____ ENTRIES SHOWN

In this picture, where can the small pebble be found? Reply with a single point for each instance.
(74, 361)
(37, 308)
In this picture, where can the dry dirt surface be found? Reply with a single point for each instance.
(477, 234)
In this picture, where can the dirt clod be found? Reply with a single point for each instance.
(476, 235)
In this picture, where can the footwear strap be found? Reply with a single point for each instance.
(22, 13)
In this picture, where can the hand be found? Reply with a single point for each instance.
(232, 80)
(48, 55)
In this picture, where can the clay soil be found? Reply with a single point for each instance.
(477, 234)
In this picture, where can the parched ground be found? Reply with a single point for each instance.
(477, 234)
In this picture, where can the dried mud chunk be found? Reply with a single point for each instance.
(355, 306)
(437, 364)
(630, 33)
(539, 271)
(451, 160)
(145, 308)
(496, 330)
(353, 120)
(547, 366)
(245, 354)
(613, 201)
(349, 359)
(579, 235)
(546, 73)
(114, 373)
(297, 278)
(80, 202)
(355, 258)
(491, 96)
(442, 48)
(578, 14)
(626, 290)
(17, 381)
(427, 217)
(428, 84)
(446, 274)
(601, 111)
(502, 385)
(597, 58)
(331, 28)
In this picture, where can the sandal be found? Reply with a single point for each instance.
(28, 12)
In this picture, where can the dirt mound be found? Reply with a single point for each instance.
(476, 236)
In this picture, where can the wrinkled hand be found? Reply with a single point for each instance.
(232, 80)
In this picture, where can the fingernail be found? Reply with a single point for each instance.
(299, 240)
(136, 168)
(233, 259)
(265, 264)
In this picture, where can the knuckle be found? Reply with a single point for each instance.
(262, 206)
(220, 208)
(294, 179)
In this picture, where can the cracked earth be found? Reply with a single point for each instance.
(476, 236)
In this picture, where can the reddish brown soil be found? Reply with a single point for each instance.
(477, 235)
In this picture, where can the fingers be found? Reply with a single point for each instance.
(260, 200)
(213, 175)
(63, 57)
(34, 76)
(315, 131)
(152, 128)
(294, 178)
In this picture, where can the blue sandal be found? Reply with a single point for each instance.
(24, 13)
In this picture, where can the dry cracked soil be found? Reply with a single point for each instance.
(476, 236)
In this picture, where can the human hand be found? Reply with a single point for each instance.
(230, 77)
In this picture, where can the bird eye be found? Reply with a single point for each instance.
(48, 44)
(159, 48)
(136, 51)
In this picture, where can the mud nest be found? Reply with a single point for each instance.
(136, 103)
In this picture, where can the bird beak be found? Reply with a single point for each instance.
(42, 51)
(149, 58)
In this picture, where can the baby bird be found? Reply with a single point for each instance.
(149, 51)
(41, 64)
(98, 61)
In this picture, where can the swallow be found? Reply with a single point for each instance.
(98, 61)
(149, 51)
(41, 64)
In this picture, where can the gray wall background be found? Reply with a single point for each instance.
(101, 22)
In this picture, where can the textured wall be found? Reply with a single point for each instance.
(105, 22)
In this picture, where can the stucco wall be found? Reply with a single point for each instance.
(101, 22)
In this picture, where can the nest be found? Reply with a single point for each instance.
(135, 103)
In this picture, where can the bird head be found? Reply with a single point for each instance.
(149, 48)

________

* [WORK TO BE COMPLETED] Reproduce the material character for character, starting with the line that contains "In this picture, where can the bird beak" and continuing through the final line of the material.

* [OUTPUT FOR THIS TASK]
In this picture, where can the bird beak be found? Reply with a single point for each instance.
(42, 51)
(149, 58)
In this picture, where can the baby bird be found? Reply with a single point for each instance.
(149, 51)
(41, 64)
(98, 61)
In this picture, where can the swallow be found? Reply with a single point for each instance.
(98, 61)
(149, 51)
(41, 64)
In this picture, where can the gray wall background be found? Reply with a single point for each instance.
(101, 22)
In this picture, where can the textured wall be found? Reply with a single point for each instance.
(105, 22)
In this picture, where can the stucco wall be found? Reply with a single point for each instance.
(101, 22)
In this picture, where can the nest be found? Reply with a single point for each instance.
(135, 103)
In this picture, where can the bird head be found? Reply with a single point for each instance.
(149, 48)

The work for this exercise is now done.